▶ [YOUR OBJECTIVE] In every entry below, switch "integer" to "whole-number" and leave everything else unchanged.

### INPUT FOR THIS TASK

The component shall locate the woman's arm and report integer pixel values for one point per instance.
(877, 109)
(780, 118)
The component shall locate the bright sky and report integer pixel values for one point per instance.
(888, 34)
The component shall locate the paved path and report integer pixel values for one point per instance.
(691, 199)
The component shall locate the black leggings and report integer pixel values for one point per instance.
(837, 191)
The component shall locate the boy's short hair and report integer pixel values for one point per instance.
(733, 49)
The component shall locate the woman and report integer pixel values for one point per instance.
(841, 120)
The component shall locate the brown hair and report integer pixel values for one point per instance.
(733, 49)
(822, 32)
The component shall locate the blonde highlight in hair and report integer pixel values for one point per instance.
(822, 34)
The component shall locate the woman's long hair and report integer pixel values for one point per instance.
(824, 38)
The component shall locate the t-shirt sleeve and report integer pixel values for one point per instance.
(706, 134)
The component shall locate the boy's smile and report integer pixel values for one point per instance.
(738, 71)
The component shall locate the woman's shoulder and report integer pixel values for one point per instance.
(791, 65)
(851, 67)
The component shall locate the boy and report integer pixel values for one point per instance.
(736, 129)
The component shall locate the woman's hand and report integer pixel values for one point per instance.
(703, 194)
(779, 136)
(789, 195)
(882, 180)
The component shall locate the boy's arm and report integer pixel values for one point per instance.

######

▶ [WRITTEN ANSWER]
The component shall locate the woman's arm and report whole-number pixel values for one point per instance.
(877, 109)
(780, 118)
The component shall locate the bright sky and report whole-number pixel values for one point per instance.
(888, 34)
The component shall locate the paved path and report whole-number pixel values for one point per instance.
(691, 199)
The component shall locate the black leggings and report whole-number pixel values for one point per instance.
(837, 191)
The component shall locate the boy's short hair and report whole-number pixel values for one point per instance.
(733, 49)
The component shall locate the woman and report whole-number pixel values for one point per instance.
(841, 120)
The component shall locate the brown hair and report whole-number pixel values for one point per instance.
(733, 49)
(822, 32)
The component shall locate the blonde highlight in hair and report whole-number pixel values for one point per instance.
(822, 34)
The component shall locate the woman's long hair and report whole-number pixel values for one point per instance.
(824, 38)
The component shall locate the t-shirt sleeve and report whole-number pixel values for one point per instance.
(706, 134)
The component shall locate the boy's smile and report whole-number pixel values for one point per instance.
(738, 71)
The component shall locate the woman's shoulder and report whole-number pixel values for one point per instance.
(791, 65)
(851, 67)
The component shall locate the boy and report whole-number pixel values for one point per instance.
(736, 129)
The component shall locate the woman's hand and report whole-number pixel values for one point per instance.
(703, 194)
(779, 136)
(789, 195)
(882, 180)
The component shall locate the boy's arm and report whole-number pixel values for one point per instance.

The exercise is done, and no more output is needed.